Document text:
##############################
QuestionI've heard there is a non-mesh sling procedure for the treatment of female stress urinary incontinence. How does it work?
The autologous transobturator urethral sling procedure is a treatment developed at Mayo Clinic for female stress urinary incontinence — the unintentional loss of urine prompted by a physical movement or activity.
A minimally invasive outpatient procedure, this technique uses a small piece of your own fibrous tissue (fascia) for the sling instead of mesh. The tissue is harvested from your abdominal muscles through a 2-inch abdominal incision (about 5 centimeters).
To place this type of sling, your surgeon makes a small incision inside your vagina, just under your urethra, and creates a small opening on each side of your labia for a needle to pass through. Your surgeon then places the sling under your urethra and closes the vaginal incision. The sling supports your urethra and helps keep it closed — especially when you cough or sneeze — so that you don't leak urine.
##############################
Information shown:
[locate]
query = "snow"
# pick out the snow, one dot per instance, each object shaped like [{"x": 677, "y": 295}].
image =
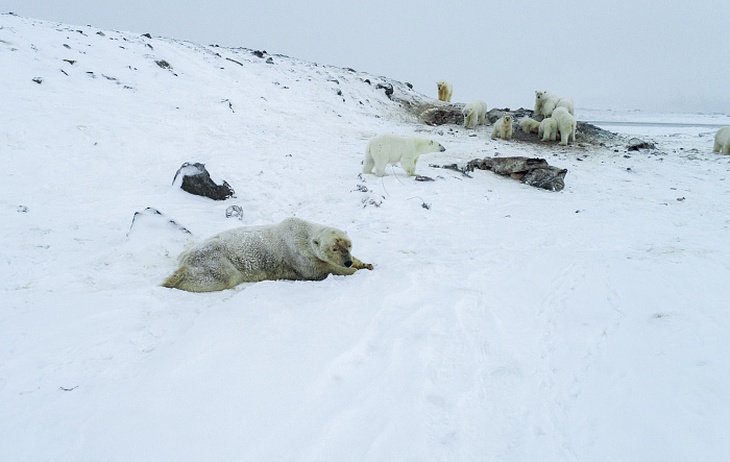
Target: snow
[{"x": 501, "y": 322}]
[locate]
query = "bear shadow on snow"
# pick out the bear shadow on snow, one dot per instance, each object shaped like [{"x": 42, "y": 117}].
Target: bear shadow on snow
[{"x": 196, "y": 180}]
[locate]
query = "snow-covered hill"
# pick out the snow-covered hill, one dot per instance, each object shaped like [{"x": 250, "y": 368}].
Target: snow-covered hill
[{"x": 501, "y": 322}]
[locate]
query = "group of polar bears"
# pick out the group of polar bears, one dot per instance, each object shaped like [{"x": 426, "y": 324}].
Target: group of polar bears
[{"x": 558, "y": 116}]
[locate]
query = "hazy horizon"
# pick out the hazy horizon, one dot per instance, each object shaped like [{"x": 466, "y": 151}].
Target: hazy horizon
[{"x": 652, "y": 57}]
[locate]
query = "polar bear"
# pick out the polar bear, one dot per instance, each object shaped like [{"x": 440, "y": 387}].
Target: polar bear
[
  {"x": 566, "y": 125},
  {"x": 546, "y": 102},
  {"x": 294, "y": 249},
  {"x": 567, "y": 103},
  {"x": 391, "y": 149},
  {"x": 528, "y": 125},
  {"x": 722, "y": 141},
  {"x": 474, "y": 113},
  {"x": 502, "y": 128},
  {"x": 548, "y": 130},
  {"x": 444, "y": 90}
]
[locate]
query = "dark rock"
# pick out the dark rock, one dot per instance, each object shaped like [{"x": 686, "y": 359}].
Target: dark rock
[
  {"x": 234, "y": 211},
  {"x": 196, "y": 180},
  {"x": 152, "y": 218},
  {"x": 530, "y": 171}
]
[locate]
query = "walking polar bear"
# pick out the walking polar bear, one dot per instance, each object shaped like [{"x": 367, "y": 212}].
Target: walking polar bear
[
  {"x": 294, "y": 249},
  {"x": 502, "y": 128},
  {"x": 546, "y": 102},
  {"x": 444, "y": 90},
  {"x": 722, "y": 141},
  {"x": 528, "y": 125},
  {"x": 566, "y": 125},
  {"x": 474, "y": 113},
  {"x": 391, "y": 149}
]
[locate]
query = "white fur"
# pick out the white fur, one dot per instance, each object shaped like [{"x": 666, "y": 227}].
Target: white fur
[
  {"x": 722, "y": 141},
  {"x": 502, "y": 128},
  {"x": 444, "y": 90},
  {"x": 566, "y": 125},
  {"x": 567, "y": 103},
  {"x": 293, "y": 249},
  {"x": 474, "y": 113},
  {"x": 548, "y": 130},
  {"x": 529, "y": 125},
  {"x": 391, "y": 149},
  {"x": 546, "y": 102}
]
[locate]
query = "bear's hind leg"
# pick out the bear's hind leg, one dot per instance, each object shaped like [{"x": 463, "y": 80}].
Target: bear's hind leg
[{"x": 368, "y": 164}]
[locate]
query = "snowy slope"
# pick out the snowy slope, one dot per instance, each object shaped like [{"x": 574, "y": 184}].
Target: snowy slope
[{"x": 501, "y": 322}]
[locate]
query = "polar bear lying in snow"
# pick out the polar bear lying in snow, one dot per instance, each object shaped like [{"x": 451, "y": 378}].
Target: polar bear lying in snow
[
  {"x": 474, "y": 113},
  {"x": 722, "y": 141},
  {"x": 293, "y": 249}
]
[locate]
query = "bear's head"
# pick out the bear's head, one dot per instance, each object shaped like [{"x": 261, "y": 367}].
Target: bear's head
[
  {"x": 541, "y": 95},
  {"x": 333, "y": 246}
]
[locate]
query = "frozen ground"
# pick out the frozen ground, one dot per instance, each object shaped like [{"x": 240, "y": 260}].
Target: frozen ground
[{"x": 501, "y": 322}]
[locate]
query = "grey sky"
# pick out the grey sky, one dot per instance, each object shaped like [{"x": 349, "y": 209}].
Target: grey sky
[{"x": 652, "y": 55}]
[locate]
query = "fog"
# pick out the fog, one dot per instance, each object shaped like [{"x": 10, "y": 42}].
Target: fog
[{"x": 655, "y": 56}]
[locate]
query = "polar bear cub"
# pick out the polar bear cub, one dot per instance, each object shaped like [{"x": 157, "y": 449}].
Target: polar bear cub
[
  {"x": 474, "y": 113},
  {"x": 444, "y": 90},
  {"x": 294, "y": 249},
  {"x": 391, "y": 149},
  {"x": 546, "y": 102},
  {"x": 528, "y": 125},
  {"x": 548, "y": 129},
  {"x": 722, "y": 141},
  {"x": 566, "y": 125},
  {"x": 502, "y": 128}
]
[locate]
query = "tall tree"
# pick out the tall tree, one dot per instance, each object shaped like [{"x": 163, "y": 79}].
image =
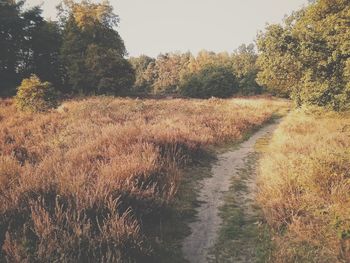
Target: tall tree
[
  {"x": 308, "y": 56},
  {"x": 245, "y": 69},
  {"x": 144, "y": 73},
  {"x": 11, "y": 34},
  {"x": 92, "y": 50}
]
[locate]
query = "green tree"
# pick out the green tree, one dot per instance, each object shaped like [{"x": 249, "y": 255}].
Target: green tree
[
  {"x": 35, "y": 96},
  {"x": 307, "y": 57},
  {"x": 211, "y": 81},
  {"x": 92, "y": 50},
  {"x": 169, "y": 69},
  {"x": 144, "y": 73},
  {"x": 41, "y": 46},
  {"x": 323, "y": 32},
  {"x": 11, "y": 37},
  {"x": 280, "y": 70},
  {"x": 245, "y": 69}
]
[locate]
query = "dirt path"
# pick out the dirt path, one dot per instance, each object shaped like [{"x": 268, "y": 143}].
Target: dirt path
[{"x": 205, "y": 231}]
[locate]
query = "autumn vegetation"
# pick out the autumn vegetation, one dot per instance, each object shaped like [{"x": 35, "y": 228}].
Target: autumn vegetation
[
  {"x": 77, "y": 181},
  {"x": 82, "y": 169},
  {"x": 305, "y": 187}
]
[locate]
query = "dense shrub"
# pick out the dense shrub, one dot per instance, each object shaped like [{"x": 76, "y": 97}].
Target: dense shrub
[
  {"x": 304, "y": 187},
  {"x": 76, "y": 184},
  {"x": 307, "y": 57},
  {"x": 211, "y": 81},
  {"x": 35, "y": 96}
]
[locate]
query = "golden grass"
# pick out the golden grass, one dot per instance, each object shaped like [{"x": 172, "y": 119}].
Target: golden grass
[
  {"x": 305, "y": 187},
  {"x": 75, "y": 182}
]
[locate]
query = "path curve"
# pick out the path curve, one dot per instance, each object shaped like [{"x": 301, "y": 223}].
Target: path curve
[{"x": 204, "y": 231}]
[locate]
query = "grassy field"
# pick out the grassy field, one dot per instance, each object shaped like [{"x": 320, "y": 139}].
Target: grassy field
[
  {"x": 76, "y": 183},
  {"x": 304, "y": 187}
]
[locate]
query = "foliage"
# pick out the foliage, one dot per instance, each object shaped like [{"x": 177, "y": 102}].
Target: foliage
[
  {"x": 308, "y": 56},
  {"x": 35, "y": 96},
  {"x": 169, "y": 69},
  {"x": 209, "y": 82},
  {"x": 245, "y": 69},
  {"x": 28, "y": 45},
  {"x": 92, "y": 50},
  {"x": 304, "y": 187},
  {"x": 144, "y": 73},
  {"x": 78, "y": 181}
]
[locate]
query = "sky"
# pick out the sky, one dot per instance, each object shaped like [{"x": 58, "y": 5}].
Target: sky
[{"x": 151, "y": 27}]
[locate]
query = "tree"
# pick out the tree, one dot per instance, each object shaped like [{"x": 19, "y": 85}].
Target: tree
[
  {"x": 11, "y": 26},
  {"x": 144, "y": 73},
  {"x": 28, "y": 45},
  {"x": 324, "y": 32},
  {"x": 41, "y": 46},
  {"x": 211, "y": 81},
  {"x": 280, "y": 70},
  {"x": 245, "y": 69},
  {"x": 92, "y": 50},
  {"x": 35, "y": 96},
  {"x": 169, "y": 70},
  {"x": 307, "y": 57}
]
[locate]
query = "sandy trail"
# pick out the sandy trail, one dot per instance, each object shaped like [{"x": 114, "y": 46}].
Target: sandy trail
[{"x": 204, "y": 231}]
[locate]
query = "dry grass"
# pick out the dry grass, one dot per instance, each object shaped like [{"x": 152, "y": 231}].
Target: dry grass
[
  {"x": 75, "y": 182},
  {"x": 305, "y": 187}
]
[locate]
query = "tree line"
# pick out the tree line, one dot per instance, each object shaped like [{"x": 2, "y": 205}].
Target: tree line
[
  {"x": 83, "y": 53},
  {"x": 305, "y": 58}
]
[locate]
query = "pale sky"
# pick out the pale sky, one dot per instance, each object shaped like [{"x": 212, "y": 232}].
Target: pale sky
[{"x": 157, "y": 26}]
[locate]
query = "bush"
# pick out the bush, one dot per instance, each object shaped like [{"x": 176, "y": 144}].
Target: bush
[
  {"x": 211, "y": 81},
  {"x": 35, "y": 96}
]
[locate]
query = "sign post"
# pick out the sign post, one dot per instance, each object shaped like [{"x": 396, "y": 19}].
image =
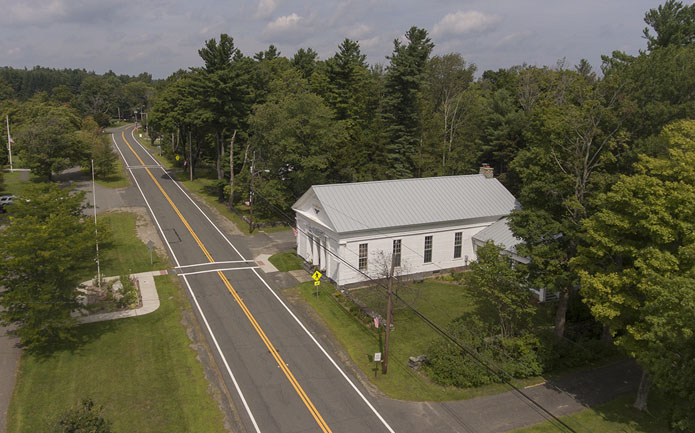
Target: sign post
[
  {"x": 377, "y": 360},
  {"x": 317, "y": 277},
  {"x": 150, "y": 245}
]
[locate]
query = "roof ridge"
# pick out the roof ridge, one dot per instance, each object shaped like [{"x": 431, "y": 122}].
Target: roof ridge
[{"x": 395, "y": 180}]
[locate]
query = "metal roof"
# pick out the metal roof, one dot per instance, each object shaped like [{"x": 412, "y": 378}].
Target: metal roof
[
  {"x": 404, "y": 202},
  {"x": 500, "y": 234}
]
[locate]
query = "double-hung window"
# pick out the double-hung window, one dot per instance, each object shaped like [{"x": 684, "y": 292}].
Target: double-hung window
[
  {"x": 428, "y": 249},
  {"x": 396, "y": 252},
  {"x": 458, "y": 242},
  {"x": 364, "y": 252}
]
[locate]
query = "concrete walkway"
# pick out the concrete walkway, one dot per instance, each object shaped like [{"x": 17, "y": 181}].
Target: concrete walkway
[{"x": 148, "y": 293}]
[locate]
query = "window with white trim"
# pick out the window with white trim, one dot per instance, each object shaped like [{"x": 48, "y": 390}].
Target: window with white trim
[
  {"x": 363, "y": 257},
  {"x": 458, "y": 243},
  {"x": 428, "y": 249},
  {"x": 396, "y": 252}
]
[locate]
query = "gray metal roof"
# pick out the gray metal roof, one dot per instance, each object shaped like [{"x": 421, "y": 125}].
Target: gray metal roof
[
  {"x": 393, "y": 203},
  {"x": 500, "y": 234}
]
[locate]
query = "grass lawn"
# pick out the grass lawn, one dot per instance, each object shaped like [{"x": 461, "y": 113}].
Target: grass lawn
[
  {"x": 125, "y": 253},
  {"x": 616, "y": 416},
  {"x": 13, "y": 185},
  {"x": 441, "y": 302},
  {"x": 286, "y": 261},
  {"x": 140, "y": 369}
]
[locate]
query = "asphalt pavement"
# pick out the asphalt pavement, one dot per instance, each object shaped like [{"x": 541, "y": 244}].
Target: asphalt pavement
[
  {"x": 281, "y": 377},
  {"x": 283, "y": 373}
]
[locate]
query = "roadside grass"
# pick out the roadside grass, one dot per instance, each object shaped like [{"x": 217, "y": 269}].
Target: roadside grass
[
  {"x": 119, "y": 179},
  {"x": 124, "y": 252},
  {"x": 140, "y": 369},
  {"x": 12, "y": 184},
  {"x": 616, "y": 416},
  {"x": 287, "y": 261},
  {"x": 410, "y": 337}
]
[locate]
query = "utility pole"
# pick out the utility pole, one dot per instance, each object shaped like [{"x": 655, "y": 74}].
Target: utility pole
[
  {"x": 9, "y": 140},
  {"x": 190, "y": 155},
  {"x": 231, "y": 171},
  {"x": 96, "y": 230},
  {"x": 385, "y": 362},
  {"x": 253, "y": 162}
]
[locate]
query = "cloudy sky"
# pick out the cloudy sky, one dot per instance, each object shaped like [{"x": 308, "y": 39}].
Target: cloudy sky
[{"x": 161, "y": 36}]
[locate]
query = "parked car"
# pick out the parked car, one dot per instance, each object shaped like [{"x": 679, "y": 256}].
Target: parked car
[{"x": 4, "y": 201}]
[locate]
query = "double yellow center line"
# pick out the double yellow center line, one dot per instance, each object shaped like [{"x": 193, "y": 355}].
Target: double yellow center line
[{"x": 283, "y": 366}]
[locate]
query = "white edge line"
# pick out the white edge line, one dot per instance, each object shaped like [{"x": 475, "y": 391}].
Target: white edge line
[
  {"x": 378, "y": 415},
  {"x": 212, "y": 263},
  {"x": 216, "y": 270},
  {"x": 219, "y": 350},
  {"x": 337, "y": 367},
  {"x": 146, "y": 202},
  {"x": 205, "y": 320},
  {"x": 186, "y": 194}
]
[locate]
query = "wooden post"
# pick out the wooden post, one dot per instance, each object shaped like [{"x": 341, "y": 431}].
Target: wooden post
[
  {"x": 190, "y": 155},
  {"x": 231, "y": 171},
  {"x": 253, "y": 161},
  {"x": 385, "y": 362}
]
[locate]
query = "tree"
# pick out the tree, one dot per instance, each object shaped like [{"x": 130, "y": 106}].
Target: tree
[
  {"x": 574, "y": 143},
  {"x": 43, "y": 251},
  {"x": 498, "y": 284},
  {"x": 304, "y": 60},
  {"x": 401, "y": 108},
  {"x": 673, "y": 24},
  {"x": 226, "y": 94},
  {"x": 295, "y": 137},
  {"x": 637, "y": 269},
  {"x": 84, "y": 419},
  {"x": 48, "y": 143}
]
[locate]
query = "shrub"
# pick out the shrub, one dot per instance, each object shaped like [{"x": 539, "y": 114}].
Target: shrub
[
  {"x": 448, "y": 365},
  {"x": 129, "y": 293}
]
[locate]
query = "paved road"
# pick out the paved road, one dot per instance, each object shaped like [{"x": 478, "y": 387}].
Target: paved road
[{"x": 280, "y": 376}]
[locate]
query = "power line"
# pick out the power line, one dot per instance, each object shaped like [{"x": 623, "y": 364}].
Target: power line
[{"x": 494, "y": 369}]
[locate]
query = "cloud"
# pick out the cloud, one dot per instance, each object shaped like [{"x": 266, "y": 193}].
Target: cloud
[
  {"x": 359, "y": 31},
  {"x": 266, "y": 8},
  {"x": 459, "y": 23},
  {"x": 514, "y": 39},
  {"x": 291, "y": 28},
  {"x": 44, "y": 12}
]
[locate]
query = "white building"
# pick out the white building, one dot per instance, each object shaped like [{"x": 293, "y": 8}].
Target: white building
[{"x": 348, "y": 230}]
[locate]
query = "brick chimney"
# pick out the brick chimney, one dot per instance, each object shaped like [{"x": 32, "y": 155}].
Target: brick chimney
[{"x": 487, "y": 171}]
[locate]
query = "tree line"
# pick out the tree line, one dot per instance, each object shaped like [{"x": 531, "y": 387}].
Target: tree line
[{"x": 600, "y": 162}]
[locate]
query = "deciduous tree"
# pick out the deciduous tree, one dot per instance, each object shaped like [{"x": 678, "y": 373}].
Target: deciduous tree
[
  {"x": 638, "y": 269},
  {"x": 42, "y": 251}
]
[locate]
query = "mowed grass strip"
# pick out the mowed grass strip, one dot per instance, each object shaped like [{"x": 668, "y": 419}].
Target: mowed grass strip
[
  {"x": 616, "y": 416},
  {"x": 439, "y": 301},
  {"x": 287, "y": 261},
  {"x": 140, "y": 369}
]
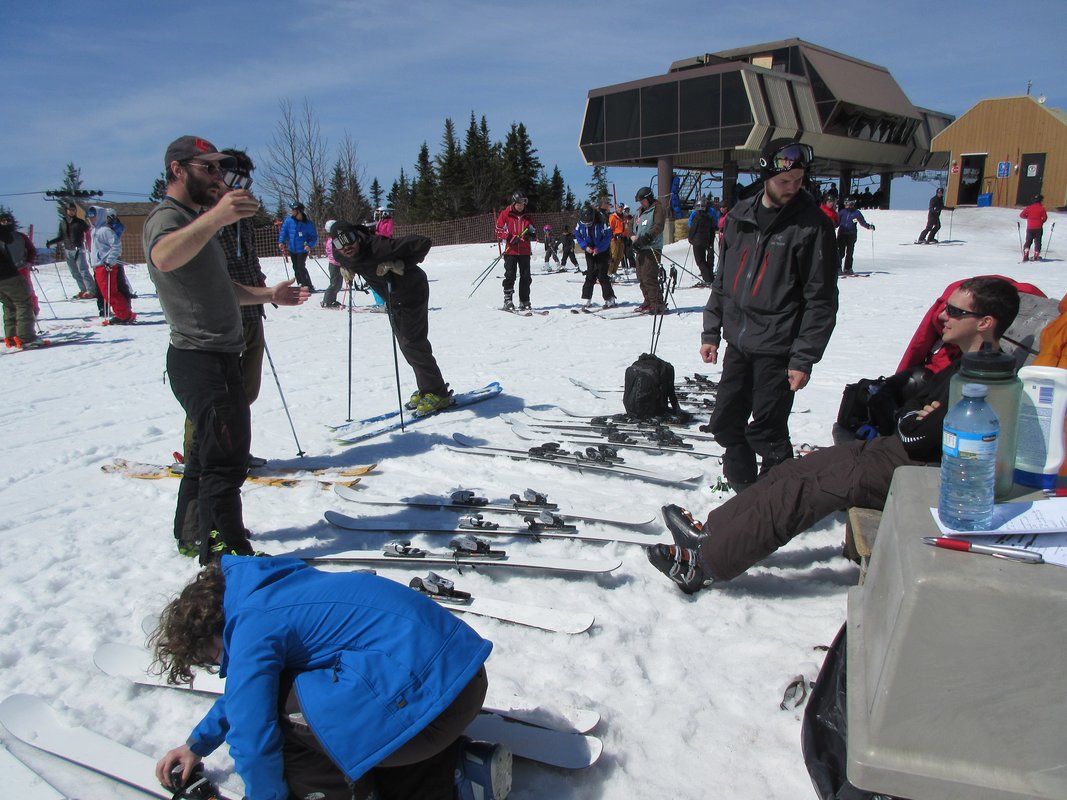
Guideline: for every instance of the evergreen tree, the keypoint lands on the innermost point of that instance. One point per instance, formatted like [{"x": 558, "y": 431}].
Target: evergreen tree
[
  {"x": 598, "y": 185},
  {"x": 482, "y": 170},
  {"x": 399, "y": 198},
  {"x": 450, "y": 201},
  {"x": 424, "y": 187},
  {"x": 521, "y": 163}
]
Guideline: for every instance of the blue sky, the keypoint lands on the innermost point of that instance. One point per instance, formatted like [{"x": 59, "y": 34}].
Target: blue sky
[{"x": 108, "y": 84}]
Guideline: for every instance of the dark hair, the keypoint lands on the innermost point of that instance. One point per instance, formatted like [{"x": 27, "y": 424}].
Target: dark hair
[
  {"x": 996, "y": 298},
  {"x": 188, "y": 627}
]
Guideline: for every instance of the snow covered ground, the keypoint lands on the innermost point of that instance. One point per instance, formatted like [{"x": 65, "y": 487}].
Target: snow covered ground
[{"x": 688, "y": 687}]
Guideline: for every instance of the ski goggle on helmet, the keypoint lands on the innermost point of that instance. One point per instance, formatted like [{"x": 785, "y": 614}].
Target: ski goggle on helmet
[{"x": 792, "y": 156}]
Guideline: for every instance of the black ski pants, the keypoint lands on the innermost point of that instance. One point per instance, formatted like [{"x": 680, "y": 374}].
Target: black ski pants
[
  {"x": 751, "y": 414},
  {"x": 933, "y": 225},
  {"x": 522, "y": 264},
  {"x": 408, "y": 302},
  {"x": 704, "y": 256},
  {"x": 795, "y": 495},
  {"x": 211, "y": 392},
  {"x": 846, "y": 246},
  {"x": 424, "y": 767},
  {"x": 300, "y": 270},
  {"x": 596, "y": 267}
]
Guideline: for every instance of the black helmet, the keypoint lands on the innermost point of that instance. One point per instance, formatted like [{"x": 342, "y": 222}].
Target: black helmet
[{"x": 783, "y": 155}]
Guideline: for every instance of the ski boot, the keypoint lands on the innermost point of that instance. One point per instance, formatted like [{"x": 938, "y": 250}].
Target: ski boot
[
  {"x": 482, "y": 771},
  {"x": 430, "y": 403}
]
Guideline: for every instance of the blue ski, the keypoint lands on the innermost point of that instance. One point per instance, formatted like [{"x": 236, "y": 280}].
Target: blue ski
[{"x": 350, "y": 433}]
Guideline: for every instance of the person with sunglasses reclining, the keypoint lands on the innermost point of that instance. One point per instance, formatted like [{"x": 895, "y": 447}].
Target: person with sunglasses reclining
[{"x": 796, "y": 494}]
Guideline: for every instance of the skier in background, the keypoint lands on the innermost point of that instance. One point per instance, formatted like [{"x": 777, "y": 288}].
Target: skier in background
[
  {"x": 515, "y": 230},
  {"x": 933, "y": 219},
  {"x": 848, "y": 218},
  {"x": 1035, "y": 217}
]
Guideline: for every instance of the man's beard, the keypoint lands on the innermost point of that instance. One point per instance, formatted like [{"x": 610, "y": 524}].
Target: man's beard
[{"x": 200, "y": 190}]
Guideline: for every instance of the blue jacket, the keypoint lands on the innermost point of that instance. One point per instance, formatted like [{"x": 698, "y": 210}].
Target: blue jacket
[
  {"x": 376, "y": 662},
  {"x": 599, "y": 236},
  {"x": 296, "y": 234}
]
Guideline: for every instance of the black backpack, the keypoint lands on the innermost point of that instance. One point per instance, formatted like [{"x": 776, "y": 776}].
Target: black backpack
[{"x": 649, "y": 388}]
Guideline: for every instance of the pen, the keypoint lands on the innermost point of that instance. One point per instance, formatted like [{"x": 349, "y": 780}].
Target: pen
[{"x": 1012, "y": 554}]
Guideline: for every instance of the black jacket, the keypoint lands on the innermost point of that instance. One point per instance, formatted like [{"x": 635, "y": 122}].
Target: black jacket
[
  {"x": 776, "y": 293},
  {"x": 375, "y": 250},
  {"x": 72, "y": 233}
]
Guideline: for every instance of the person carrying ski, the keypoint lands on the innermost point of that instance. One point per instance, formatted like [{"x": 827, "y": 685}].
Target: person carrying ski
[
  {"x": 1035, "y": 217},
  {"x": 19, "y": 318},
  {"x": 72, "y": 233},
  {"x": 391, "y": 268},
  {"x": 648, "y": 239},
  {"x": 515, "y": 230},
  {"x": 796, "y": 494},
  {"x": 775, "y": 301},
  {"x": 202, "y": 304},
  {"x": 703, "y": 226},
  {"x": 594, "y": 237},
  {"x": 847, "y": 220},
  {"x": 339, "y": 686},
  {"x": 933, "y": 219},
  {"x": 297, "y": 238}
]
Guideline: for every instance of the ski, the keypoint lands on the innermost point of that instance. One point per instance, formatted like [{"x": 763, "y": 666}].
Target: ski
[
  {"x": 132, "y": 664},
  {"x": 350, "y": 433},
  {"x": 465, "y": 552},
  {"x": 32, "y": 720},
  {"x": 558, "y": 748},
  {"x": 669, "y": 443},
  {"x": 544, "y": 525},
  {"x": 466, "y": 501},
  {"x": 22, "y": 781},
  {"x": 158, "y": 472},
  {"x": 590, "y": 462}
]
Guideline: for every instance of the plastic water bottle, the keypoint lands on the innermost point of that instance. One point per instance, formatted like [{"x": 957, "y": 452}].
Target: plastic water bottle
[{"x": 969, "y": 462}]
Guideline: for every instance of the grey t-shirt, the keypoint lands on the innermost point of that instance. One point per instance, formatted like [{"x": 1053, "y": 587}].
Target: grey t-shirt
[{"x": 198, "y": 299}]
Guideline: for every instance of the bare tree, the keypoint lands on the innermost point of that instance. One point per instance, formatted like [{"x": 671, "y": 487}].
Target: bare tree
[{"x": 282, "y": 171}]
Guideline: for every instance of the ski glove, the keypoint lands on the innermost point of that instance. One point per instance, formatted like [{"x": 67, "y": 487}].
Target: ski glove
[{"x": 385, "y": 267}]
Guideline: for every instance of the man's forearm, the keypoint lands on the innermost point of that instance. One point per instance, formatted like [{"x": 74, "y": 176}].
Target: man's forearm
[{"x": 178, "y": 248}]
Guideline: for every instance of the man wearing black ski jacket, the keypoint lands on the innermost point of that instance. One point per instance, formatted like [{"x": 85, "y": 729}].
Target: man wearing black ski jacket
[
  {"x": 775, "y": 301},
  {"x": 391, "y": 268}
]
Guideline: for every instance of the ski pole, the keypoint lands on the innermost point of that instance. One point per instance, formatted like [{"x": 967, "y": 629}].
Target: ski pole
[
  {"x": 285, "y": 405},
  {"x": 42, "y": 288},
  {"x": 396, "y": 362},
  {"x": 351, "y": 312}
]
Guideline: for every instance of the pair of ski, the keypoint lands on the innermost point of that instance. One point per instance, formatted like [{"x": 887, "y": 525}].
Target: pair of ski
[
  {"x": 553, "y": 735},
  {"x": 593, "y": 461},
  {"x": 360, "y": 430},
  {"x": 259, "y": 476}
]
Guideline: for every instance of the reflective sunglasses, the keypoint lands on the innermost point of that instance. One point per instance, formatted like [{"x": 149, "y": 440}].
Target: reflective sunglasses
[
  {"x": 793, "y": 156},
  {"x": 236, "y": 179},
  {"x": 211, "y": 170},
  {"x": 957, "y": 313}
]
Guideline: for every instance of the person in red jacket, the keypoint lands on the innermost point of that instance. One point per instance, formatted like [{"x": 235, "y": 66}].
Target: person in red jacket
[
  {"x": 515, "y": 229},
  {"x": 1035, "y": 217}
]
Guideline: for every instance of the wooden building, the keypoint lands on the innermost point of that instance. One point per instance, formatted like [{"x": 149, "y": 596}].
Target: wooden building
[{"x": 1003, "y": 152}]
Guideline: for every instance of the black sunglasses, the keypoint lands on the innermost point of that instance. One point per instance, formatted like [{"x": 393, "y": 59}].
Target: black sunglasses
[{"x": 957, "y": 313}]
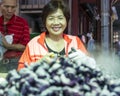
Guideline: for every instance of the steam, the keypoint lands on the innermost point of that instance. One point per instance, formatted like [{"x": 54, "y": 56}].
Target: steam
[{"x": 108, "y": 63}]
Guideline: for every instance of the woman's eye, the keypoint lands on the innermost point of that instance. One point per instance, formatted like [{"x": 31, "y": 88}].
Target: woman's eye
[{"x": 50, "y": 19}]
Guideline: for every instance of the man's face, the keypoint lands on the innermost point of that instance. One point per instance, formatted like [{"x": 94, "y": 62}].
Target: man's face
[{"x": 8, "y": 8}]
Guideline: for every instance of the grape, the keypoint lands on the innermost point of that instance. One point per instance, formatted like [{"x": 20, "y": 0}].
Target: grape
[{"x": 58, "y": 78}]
##############################
Assigned task 1: Edit the passage on the non-mesh sling procedure that opens with the words containing "QuestionI've heard there" and closes with "(about 5 centimeters).", writing it out again with "fibrous tissue" changed to "connective tissue".
Assigned task 2: Pick up the passage on the non-mesh sling procedure after its last sentence and keep writing.
Nothing in the listing is needed here.

Written answer 1:
QuestionI've heard there is a non-mesh sling procedure for the treatment of female stress urinary incontinence. How does it work?
The autologous transobturator urethral sling procedure is a treatment developed at Mayo Clinic for female stress urinary incontinence — the unintentional loss of urine prompted by a physical movement or activity.
A minimally invasive outpatient procedure, this technique uses a small piece of your own connective tissue (fascia) for the sling instead of mesh. The tissue is harvested from your abdominal muscles through a 2-inch abdominal incision (about 5 centimeters).

Written answer 2:
While using surgical mesh may be an effective treatment for stress urinary incontinence, complications can occur in some women, including erosion of the material, infection and pain. Further research on the autologous transobturator urethral sling procedure is needed, but initial study results suggest it's effective in the short term.
If you're considering surgery to treat female stress urinary incontinence, talk to your doctor about the options. He or she can help you weigh the risks and benefits of different surgical treatments.